● What the task requires
Count the lines in the records below that contain the string "cherry". Give only the number.

# # #

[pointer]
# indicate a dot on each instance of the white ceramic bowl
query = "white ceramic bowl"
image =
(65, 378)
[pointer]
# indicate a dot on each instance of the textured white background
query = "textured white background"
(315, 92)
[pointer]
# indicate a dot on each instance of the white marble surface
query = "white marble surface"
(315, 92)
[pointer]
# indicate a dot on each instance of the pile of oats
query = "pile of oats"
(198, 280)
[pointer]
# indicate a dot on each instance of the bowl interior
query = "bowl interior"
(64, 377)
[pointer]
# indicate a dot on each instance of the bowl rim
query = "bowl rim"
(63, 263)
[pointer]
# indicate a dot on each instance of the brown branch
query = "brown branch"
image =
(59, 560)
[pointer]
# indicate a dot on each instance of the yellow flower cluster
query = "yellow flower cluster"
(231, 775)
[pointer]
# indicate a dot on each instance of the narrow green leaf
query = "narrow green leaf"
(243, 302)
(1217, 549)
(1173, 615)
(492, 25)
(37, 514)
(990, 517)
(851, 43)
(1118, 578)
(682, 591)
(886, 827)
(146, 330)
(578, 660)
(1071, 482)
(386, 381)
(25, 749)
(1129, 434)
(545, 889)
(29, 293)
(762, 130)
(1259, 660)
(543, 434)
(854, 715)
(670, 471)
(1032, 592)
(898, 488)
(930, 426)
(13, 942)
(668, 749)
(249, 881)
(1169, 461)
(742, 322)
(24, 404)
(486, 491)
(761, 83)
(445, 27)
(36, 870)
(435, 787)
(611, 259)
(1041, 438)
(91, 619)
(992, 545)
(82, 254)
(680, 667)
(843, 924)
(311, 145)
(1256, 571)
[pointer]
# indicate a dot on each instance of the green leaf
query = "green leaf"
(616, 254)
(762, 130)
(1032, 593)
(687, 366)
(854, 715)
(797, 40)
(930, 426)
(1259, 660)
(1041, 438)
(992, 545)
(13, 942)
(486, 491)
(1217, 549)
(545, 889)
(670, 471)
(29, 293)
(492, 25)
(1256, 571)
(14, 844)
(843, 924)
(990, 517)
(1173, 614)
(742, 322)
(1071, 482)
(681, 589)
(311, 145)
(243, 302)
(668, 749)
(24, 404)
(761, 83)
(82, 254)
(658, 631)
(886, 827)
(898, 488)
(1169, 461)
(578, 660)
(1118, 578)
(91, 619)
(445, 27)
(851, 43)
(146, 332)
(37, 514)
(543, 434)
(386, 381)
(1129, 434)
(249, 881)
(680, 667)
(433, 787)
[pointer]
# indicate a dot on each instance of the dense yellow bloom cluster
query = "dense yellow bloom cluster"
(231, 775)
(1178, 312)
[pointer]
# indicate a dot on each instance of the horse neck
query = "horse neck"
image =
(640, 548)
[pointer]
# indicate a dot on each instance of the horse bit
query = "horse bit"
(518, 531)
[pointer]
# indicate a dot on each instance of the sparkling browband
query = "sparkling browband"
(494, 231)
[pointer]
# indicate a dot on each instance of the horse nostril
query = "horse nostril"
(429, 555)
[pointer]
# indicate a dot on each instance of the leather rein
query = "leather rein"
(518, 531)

# # #

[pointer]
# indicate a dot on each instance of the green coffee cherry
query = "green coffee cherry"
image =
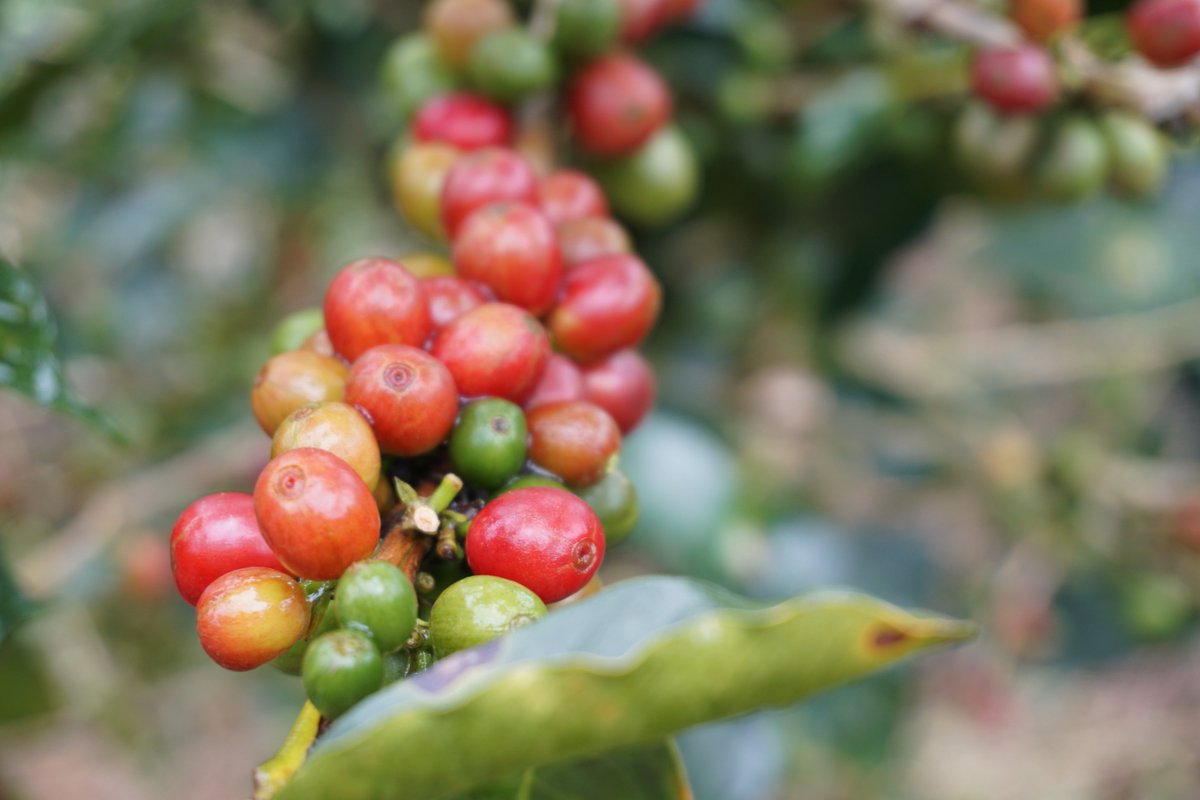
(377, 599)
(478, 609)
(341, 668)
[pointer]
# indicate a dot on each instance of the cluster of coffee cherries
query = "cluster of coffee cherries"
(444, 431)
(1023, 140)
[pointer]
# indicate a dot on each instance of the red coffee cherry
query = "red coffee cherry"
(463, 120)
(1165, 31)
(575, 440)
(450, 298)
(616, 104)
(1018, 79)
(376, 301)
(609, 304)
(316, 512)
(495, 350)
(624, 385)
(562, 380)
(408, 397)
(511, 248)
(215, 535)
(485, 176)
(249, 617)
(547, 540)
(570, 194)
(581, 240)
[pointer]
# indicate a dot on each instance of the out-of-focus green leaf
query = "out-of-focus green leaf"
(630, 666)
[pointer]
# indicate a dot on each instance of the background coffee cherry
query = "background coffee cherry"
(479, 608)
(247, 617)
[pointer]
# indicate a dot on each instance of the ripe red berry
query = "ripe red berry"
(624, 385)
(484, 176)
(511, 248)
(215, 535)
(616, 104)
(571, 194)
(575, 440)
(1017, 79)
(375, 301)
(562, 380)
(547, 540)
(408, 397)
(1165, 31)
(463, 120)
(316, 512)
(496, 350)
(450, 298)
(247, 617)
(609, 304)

# # #

● Response
6